● **Required task 1**:
Could you quote the passage about moving gear onto the boat at Tacoma from "It was the ‘maiden" up to and including "want company anytime."?

━━━ Extracted text

Our boat is in her slip at Tacoma, motorsailed there last week from Seattle by our boat-broker, Lee, with “a couple he knows from O-Dock” (I love the community-ness of docks-and-boaters).
This is the busiest, craziest, hardest month for us to get away from the RV Park we manage—which is why we arranged for Lee to move her—but we did manage a flying-turn-around trip the other day, with a carload of boxes. Our guest room has been the ‘staging area’ for boat-boxes, as I listed and organized and packed boat-specific items (life rings, fender clips, navigation charts, crab pot) as well as ‘household’ items (sheets, dishes, toilet paper, coffee pot!)… With all those boxes STUFFED in the car, we grabbed Yoda, our most adventuresome cat (because: of course!) and hit the road.
At Foss Harbor Marina we got our key to the gate at the head of the docks, and made our several sweaty trips up and down the dock to the boat. (If we were really clever, we would have timed our arrival with high tide, when the ramp to the dock is at its least steep!)
It was the ‘maiden voyage’ for our folding canvas wagon, intended for use when we arrive somewhere by water and then have to ‘dock-and-walk‘ for anything from grocery-shopping to laundry. (Most marinas provide heavy-duty plastic carts, like undersized wheelbarrows, for use on the docks, but I prefer the comforts of self-sufficiency. Not to mention range, for destinations beyond the docks.) Our blue wagon and a borrowed marina cart went up and down and up and down in the heat—and we made our first “G-dock friends”! Travis & MJ (looking far less sweaty than we, sipping drinks in their cockpit) cheered us on as we trundled past and past and past again, chatted us up in installments, asked if we like racing, offered themselves as crew if we want company anytime.

━━━━━━
━━━ Provided records

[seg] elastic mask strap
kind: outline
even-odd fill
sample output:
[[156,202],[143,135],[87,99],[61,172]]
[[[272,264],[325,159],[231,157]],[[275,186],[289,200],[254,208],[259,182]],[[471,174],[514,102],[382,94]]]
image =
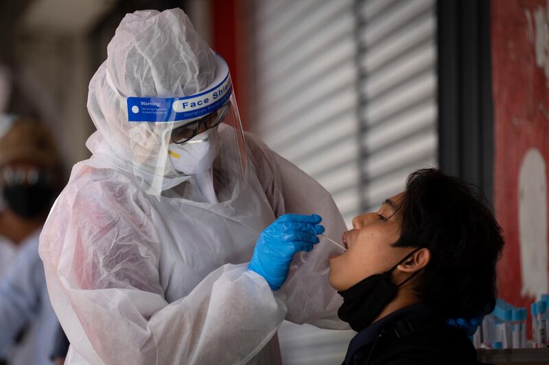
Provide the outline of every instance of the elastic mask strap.
[[[401,260],[400,260],[399,262],[397,262],[397,264],[396,264],[396,265],[395,265],[395,266],[394,266],[393,268],[391,268],[391,269],[390,269],[390,270],[388,270],[387,272],[393,272],[393,270],[394,270],[395,269],[396,269],[396,268],[397,268],[397,266],[398,266],[399,265],[400,265],[400,264],[401,264],[401,263],[402,263],[403,262],[406,261],[406,260],[407,260],[407,259],[408,259],[408,258],[409,258],[410,256],[412,256],[412,255],[414,255],[414,253],[416,253],[417,251],[419,251],[419,250],[421,250],[421,247],[418,247],[417,248],[416,248],[415,250],[414,250],[413,251],[412,251],[411,252],[410,252],[409,254],[408,254],[407,255],[406,255],[406,256],[404,257],[404,259],[401,259]],[[409,276],[408,279],[406,279],[404,281],[403,281],[403,282],[402,282],[402,283],[401,283],[400,284],[397,284],[397,287],[401,287],[401,286],[404,285],[404,284],[406,284],[406,283],[408,283],[408,281],[410,281],[410,280],[412,280],[412,279],[413,279],[413,277],[414,277],[414,276],[415,276],[416,275],[417,275],[417,274],[418,274],[418,273],[419,273],[420,271],[421,271],[421,269],[420,269],[420,270],[417,270],[417,271],[416,271],[415,272],[414,272],[413,274],[411,274],[411,275],[410,275],[410,276]]]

━━━━━━

● **Required task 2**:
Could you rewrite the records from their start up to and including the line with "Provide the outline", replacing "elastic mask strap" with "hair tie" and keeping everything else unchanged? Leave out the pictures.

● **Worked solution 1**:
It was the ‘maiden voyage’ for our folding canvas wagon, intended for use when we arrive somewhere by water and then have to ‘dock-and-walk‘ for anything from grocery-shopping to laundry. (Most marinas provide heavy-duty plastic carts, like undersized wheelbarrows, for use on the docks, but I prefer the comforts of self-sufficiency. Not to mention range, for destinations beyond the docks.) Our blue wagon and a borrowed marina cart went up and down and up and down in the heat—and we made our first “G-dock friends”! Travis & MJ (looking far less sweaty than we, sipping drinks in their cockpit) cheered us on as we trundled past and past and past again, chatted us up in installments, asked if we like racing, offered themselves as crew if we want company anytime.

● **Worked solution 2**:
[seg] hair tie
kind: outline
even-odd fill
sample output:
[[156,202],[143,135],[87,99],[61,172]]
[[[272,264],[325,159],[231,157]],[[275,186],[289,200],[254,208],[259,182]],[[471,174],[514,102],[382,94]]]
image =
Provide the outline of every instance of the hair tie.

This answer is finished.